# Zum Tod von Michael Jackson: Viren, Trojaner, Malware



## Antiscammer (26 Juni 2009)

Es war zwar abzusehen, kommt aber mit überraschender Schnelligkeit.

Kaum ist der Tod des Super-Stars Michael Jackson bekannt geworden, wird das Internet nach einem Tag auch schon mit einer Flut von Twitter-Blogs, Spam-Mails und mit verseuchten Webseiten überschwemmt, die den Tod ausnutzen, um Malware zu verbreiten.

Cyberkriminelle nutzen Tod von Farah Fawcett und Michael Jackson aus - Security | News | ZDNet.de



> Sicherheitsexperten finden Trojaner auf Websites mit Berichten über die verstorbenen Prominenten. Ein angeblicher Video-Codec lädt Malware herunter. Tracelabs warnt vor Meldungen mit zweifelhaftem Inhalt....



Dazu auch:
Antispam e.V. - Einzelnen Beitrag anzeigen - Zum Tod von Michael Jackson


----------



## Eniac (30 Juni 2009)

*AW: Zum Tod von Michael Jackson: Viren, Trojaner, Malware*

Auch in Nigeria zeigen sich wie zu erwarten die ersten Trittbrettfahrer:



> My name is Mrs Aishat Mohammed, I know that this mail will come to you as a surprise.I am the bill and exchange manager of African Development Bank Federal Republic of Benin here. I hope that you will not expose or betray this trust and confident that I am about to repose on you for the mutual benefit of our both families. I need your urgent assistance in transferring the sum of $25.3million immediately to your direct account which the popular artist ,*the king of the hip hop Micheal Jackson is the owner of the account*.
> 
> Upon receipt of your reply, I will send you the full details on how the transaction will be executed, and also note that you will have 40% of the above mentioned sum if you agree to transact the business with me and pls note that we have no time to waste.
> ...



forum.419eater.com :: View topic - Michael Jackson, the King of Hip Hop is dead...NOK scam...

ROFL


Eniac


----------



## Anna Renate (1 Juli 2009)

> [Gegebene Auflistung]

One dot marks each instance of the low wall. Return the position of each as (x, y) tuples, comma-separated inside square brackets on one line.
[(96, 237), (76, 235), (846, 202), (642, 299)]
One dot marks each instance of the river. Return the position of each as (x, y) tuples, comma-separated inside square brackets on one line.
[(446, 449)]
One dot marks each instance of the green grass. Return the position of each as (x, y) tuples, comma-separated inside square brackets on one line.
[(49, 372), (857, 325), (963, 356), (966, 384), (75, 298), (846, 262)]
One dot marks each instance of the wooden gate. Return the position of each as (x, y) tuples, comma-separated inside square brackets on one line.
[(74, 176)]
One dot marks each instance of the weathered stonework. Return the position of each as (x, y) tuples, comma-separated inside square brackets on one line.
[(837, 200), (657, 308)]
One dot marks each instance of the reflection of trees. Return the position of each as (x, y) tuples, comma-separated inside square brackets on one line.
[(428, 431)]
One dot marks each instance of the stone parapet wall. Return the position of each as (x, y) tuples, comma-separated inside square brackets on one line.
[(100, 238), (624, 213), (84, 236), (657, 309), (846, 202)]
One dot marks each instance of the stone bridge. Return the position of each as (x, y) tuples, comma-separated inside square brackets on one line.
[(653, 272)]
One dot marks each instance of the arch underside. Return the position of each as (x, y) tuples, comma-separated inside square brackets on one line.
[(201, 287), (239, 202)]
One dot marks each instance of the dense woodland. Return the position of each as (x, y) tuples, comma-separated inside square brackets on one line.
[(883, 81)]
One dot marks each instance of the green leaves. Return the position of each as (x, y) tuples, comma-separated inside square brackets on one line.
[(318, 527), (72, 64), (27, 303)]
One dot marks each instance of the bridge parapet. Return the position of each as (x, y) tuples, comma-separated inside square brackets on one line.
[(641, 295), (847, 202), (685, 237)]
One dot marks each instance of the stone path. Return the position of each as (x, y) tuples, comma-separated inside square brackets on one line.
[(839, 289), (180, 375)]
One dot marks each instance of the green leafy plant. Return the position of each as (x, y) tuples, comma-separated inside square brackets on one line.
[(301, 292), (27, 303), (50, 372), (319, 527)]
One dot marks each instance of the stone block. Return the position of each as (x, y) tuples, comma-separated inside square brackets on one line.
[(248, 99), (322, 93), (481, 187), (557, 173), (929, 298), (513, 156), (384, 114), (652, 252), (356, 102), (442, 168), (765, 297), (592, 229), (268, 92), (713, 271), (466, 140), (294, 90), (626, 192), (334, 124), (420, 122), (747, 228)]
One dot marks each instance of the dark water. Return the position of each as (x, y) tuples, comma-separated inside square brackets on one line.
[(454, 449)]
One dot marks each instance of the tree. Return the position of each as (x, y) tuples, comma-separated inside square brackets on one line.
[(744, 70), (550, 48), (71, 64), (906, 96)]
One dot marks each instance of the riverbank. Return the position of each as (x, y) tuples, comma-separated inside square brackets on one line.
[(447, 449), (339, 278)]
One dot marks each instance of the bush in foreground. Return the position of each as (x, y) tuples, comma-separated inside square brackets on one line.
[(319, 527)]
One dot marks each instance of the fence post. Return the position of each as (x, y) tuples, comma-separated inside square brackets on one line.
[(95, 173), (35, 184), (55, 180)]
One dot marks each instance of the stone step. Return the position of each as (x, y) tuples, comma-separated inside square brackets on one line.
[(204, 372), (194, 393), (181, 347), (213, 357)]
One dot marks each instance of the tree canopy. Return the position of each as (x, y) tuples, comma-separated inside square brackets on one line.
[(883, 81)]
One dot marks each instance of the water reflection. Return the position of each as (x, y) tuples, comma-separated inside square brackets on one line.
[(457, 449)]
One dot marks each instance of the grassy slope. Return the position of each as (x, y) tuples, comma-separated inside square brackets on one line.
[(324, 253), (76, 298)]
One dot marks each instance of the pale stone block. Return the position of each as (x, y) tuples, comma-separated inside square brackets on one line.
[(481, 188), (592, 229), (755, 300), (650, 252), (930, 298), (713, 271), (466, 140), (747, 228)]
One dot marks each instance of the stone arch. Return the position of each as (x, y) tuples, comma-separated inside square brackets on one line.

> [Aufgabe] Nenne alle Namen, unter denen im Forumsthread ein Beitrag steht, jeweils mit dem zugehörigen Datum.

> [Lösung]
- Antiscammer (26 Juni 2009)
- Eniac (30 Juni 2009)
- Anna Renate (1 Juli 2009)